**WHAT IS NEEDED**
All of the data, from the first line to the last, should be reproduced without alteration.

**SUPPLIED RECORDS**
• • • • •
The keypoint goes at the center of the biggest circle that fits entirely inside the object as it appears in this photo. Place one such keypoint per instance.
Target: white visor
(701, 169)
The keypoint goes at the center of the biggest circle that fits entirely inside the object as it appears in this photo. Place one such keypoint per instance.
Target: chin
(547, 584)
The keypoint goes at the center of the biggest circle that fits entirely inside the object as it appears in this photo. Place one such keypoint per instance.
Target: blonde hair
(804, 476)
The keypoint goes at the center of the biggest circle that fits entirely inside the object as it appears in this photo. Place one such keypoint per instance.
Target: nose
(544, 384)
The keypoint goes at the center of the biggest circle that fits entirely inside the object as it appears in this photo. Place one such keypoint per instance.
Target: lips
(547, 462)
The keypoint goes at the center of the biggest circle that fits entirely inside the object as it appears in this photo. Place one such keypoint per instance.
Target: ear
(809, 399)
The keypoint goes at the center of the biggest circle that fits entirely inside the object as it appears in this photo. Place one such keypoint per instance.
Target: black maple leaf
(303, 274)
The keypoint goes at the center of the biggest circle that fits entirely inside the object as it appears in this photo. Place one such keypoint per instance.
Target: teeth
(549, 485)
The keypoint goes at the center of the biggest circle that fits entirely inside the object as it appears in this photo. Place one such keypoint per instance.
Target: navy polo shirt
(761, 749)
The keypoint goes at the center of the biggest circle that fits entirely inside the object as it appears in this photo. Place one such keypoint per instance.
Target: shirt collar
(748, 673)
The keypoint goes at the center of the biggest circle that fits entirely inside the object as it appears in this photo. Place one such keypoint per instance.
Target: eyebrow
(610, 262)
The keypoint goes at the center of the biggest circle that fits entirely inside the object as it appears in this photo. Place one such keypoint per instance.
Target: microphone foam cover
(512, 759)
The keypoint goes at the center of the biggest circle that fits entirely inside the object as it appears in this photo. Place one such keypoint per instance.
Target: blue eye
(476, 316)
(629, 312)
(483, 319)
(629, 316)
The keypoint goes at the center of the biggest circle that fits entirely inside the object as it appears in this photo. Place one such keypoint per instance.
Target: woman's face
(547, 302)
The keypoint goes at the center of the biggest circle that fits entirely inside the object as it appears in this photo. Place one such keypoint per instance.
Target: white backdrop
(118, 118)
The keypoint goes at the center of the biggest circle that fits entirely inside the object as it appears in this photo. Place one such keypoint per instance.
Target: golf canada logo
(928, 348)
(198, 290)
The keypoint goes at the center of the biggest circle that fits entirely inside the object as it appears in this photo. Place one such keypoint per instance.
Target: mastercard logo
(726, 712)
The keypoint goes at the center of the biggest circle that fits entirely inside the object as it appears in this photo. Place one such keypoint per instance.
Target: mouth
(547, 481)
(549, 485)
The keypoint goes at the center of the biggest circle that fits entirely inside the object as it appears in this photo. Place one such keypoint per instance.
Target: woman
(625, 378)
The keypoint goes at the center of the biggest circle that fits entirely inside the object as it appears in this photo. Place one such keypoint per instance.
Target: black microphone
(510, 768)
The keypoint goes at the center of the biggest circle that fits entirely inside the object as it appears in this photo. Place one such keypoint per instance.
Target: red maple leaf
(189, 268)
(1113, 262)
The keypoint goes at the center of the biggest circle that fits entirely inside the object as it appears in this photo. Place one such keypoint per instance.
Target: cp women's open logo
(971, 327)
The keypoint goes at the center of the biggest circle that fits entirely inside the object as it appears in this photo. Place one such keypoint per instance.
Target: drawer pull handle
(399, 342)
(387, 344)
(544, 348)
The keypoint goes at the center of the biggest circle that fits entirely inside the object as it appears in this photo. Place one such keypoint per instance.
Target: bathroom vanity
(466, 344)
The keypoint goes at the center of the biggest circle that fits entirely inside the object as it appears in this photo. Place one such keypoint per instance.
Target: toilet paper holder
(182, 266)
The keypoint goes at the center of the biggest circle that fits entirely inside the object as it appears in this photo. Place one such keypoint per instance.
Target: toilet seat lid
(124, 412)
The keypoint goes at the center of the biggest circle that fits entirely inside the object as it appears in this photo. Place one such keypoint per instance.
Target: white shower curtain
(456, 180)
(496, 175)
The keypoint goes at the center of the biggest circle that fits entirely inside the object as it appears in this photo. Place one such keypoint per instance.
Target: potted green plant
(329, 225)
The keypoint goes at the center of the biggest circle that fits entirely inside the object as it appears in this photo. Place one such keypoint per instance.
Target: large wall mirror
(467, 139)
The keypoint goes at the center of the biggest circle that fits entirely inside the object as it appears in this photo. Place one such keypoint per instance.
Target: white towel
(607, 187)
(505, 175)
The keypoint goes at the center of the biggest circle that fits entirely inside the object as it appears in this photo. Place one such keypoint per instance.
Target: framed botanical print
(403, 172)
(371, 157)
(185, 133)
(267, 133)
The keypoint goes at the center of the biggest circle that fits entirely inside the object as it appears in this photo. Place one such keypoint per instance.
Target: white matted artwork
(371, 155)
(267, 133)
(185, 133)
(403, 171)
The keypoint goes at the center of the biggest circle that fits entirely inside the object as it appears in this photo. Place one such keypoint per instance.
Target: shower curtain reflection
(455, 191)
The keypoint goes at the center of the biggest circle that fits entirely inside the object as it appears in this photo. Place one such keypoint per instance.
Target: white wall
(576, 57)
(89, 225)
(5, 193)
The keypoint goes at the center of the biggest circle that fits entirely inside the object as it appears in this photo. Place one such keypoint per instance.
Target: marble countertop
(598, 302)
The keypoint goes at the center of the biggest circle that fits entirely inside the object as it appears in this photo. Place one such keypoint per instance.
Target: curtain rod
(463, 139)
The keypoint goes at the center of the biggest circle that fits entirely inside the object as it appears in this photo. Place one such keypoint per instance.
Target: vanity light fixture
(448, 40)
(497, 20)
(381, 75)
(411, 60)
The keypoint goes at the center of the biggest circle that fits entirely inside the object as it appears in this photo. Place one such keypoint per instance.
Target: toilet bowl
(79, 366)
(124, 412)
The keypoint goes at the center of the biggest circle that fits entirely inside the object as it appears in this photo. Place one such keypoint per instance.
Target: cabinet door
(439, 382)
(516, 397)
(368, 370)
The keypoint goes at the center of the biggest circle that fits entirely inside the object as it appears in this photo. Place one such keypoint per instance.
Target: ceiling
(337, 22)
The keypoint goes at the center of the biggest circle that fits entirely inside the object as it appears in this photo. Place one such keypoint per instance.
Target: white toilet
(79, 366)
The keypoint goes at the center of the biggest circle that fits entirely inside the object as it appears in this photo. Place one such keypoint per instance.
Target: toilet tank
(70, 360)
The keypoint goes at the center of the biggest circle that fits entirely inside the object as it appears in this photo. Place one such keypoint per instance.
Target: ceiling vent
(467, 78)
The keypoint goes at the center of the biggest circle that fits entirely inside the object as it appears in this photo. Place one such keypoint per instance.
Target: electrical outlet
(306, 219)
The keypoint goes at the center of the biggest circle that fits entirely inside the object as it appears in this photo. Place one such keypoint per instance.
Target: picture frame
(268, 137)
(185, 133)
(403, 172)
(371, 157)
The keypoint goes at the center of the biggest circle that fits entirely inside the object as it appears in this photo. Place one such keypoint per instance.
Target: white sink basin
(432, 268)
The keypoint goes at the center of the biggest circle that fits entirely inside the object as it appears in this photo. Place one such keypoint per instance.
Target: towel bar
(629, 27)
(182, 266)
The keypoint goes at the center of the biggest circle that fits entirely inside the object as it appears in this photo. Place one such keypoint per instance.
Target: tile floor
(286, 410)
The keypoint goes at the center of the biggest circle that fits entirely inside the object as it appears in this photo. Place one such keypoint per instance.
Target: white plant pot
• • • • •
**ANSWER SECTION**
The keypoint goes at the center of the biggest circle that fits entirely inside the object as it appears in this photo. Place one such keypoint per instance.
Target: white visor
(701, 169)
The keypoint goes at the center of the biggest circle that fits entirely inside the object as it appears in this photo. Place one such keypoint per instance.
Target: chin
(547, 584)
The keypoint goes at the center of the biggest circle that fits entirely inside the object as it appears in this photo. Place one such keypoint per instance.
Target: blonde hair
(804, 476)
The keypoint goes at the center of the biggest circle that fits entirely inside the object as it appears in this photo. Place one such keypoint per instance.
Target: nose
(544, 384)
The keypoint goes at the center of the biggest circle that fits entirely inside the object as it appears in this photo. Place one such keypoint per instance.
Target: lips
(547, 462)
The keypoint goes at the center of the biggest circle that fits entirely inside the object as it appears in this photo. Place one such keypoint per instance.
Target: ear
(809, 399)
The keypoint goes at the center of the biggest circle that fits entirely inside the object as it appears in this photo. Place one such keypoint per instance.
Target: black maple leaf
(303, 274)
The keypoint goes at the center of the biggest circle that fits entirely inside the object as it appears in this photo. Place one such keypoint per instance.
Target: teeth
(549, 485)
The keypoint goes at the center of the biggest circle that fits entirely inside the object as it appears in this photo. Place one such keypoint per instance.
Target: navy polo shirt
(761, 749)
The keypoint goes at the center of the biggest circle that fits entirely inside the object as it appears in this photo. Place one such keypoint per instance.
Target: shirt collar
(748, 673)
The keypoint goes at the center of the biggest circle that fits entirely inside the object as it appears in this photo. Place one such keypoint per instance.
Target: eyebrow
(610, 262)
The keypoint goes at the center of the biggest circle that fits entirely inside the object as it appears in this photo. Place one such keypoint per instance.
Target: microphone foam cover
(512, 759)
The keypoint goes at the center of the biggest circle that fits entirely inside the object as it appears in this photo. Place one such keypoint per instance.
Target: blue eye
(476, 316)
(629, 312)
(483, 319)
(629, 316)
The keypoint goes at the center of the biggest circle that fits entirely inside the object as it appears in this photo. Place one such keypoint per instance.
Target: woman's face
(547, 302)
The keypoint goes at the center of the biggest circle that fits entirely inside the object as it appears in this photo. Place one such keypoint per instance.
Target: white backdrop
(118, 118)
The keypoint goes at the center of the biggest circle that fits entirely inside the object as it appears in this photo. Place one such keypoint per instance.
Target: golf canada logo
(928, 348)
(198, 290)
The keypoint goes at the center of the biggest circle that fits entirely inside the object as it appears in this photo. Place one such keypoint per instance.
Target: mastercard logo
(726, 712)
The keypoint goes at the center of the biggest circle that fits entirely inside the object as it appears in this photo. Place one such keypoint per instance.
Target: mouth
(547, 481)
(549, 485)
The keypoint goes at the center of the biggest circle that fits entirely inside the object as it appears in this photo. Place one such keypoint per instance.
Target: woman
(625, 378)
The keypoint goes at the center of the biggest circle that fits entirely inside the object as it appears in this photo. Place one such keypoint per instance.
Target: black microphone
(510, 768)
The keypoint goes at the center of the biggest circle that fits entirely inside the object as it appears in this photo. Place one such keypoint per instance.
Target: red maple leaf
(189, 268)
(1113, 262)
The keypoint goes at the center of the biggest circle that fits entirely inside the object as it appears in this photo. Place one such keypoint per instance.
Target: cp women's open logo
(971, 327)
The keypoint goes at the center of the biggest circle that fits entirely inside the object as it appears in this photo. Place one such keypoint per instance.
Target: drawer pull handle
(399, 342)
(387, 344)
(544, 348)
The keypoint goes at the center of the biggest circle that fits entirely inside the object as it appears in this photo. Place one such keypoint per instance.
Target: bathroom vanity
(466, 344)
The keypoint goes at the center of the biggest circle that fits entirely inside the object as it appears in this photo. Place one such keypoint per instance.
Target: toilet paper holder
(182, 266)
The keypoint goes at the center of the biggest circle that fits entirely inside the object as it appears in this photo. Place one such keypoint per instance.
Target: toilet seat lid
(124, 412)
The keypoint goes at the center of the biggest circle that fits entirely inside the object as it appears in this photo. Place one such keypoint per instance.
Target: white shower curtain
(456, 180)
(496, 175)
The keypoint goes at the center of the biggest circle that fits entirely inside the object as it appears in this photo. Place one such keypoint per instance.
Target: potted green plant
(329, 225)
The keypoint goes at the center of the biggest circle that fits entirely inside the object as it appears in this photo. Place one such keypoint per instance.
Target: large wall mirror
(467, 139)
The keypoint goes at the center of the biggest circle that fits entirely inside the object as it appears in this photo. Place one such keypoint per instance.
Target: white towel
(607, 187)
(505, 175)
The keypoint goes at the center of the biggest circle that fits entirely inside the object as it appears in this photo. Place one such keypoint per instance.
Target: framed botanical print
(403, 172)
(371, 157)
(185, 133)
(267, 133)
The keypoint goes at the center of the biggest circle that fits entirely inside the object as it appears in this photo. Place one such keypoint per instance.
Target: white matted artwork
(371, 155)
(267, 133)
(185, 133)
(403, 171)
The keypoint goes at the center of the biggest circle that fits entirely inside the object as it appears in this photo. Place one such keypoint per instance.
Target: shower curtain reflection
(455, 191)
The keypoint goes at the center of the biggest circle that fits entirely inside the object as it appears in this photo. Place one such keypoint per instance.
Target: white wall
(576, 57)
(89, 225)
(5, 193)
The keypoint goes at the center of the biggest circle that fits entirely inside the object as it appears in this photo. Place one such keypoint per instance.
Target: marble countertop
(598, 302)
The keypoint goes at the center of the biggest circle that fits entirely inside the object as it appears in this photo. Place one such keypoint per instance.
Target: curtain rod
(463, 139)
The keypoint goes at the center of the biggest circle that fits entirely inside the object as it appears in this photo. Place one such keypoint per instance.
Target: vanity light fixture
(448, 40)
(497, 20)
(381, 75)
(411, 60)
The keypoint goes at the center of the biggest circle that fits entirely inside the object as it appears in this photo. Place one such keypoint per instance.
Target: toilet bowl
(79, 366)
(124, 412)
The keypoint goes at the center of the biggest circle that fits entirely inside the object as it appears in this photo. Place one such keypoint per instance.
Target: cabinet door
(439, 382)
(516, 397)
(368, 370)
The keypoint goes at the center of the biggest circle that fits entirely inside the object as it appears in this photo. Place one such keypoint per instance.
Target: ceiling
(337, 22)
The keypoint goes at the center of the biggest circle that fits entirely inside the object as it appears in this photo. Place one such keypoint per instance.
Target: white toilet
(79, 366)
The keypoint goes at the center of the biggest circle that fits entirely inside the object as it appears in this photo. Place one such keypoint per instance.
Target: toilet tank
(70, 360)
The keypoint goes at the center of the biggest circle that fits entirely inside the object as it appears in this photo. Place one such keypoint per instance.
Target: ceiling vent
(467, 78)
The keypoint goes at the center of the biggest circle that fits entirely inside the object as it appears in this photo. Place one such keypoint per instance.
Target: electrical outlet
(306, 219)
The keypoint goes at the center of the biggest circle that fits entirely inside the object as it appears in this photo. Place one such keypoint per instance.
Target: picture frame
(268, 137)
(185, 133)
(403, 172)
(371, 157)
The keypoint goes at the center of the biggest circle that fits entirely inside the object as it appears in this photo. Place one such keypoint per instance.
Target: white sink basin
(432, 268)
The keypoint goes at the center of the biggest circle that fits entirely inside the object as it appears in this photo. Place one such keypoint per instance.
Target: towel bar
(629, 27)
(182, 266)
The keypoint goes at the center of the biggest circle that fits entirely inside the object as it appears in this photo. Place one such keypoint per instance.
Target: tile floor
(286, 410)
The keypoint goes at the center of the biggest circle that fits entirely inside the object as it appears in this photo. Place one such keypoint per instance.
Target: white plant pot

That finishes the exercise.